▶ [WHAT IS BEING ASKED]: Switch "box coordinates" to "bounding box coordinates" in every row below. Reproduce the lines with nothing else changed.

[Excerpts from a detection dataset]
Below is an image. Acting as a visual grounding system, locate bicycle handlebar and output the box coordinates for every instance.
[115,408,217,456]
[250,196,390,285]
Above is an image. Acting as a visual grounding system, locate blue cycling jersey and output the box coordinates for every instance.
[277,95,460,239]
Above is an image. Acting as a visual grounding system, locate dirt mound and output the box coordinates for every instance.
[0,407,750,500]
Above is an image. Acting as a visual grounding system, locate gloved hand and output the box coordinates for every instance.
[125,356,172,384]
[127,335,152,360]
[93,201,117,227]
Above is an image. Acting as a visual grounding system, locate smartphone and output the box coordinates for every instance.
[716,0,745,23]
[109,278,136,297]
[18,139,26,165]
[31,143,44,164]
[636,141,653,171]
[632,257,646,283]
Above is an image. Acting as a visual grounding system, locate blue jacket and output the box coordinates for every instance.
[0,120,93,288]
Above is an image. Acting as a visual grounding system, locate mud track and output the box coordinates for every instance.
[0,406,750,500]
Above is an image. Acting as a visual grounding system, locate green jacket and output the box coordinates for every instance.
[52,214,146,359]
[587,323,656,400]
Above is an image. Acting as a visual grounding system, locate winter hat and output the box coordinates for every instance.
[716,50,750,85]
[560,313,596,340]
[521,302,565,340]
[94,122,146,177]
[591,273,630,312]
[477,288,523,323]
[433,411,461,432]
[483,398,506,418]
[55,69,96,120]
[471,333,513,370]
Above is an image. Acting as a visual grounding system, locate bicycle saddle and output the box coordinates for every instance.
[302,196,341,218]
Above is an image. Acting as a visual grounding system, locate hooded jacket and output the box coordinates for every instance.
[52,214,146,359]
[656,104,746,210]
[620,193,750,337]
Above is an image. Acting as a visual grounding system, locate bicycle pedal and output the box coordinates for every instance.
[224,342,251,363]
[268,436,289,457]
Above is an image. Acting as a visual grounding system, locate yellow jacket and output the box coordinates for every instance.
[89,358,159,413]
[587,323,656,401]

▶ [ANSWER TO THE PROBLEM]:
Below is an image. Acting as a visual grounding system, locate bicycle handlebar and output the bounding box coordinates for every instance.
[115,408,217,456]
[250,196,390,285]
Above is an image. Acting as a visual grounding system, locate blue cycling jersey and output the bounding box coordinates for every instance.
[277,95,460,239]
Above is an image. Acting as a visual grounding system, locate dirt mound and output the bounding box coordinates for every instance.
[0,407,750,500]
Above is an image. Acting as a visual grounding system, locate gloved hand and output the bounding box coordinates for every instance.
[125,356,172,384]
[127,335,152,360]
[93,201,117,227]
Above is an image. Acting as a visual grounding system, locate smartphone and output the bounding box coordinates for every instance.
[716,0,745,23]
[109,278,136,297]
[18,139,26,165]
[31,143,44,164]
[636,141,653,171]
[632,257,646,283]
Above is an image. Acting as a visual grounding system, locate blue jacket and output the bounding box coordinates for every instance.
[0,120,93,288]
Above is an image. Acting as a visual grounding system, locate mud track and output the bounding box coordinates for every instance.
[0,406,750,500]
Above is an image. Acting as a visual grounding system, locate green jacket and output the bounding box coordinates for every instance.
[52,214,146,359]
[587,323,656,400]
Above is an image. Acting as a visual grounding system, locate winter hat and output the bounding box coordinates for every instance.
[716,50,750,85]
[560,313,596,340]
[521,302,565,340]
[94,122,146,177]
[591,273,630,312]
[477,288,523,323]
[433,411,461,432]
[483,398,506,418]
[55,69,96,120]
[471,333,513,370]
Above is an image. Acting as a visual grounding system, locate bicycle saddle and output the bounding box coordinates for every instance.
[302,196,341,218]
Above is an image. Acting as a visual grounding system, locate hooded jacket and output the bounding box coordinates for every instance.
[52,214,146,359]
[656,104,746,210]
[620,193,750,337]
Above is an image. Acting as a visual grounding system, locate bicycle pedal and output the bounding box coordinates for every instance.
[224,342,251,363]
[268,436,289,457]
Above is an image. Acting as a visual grounding system, locate yellow jacket and output the bounding box coordinates for every instance.
[89,358,159,413]
[587,323,656,401]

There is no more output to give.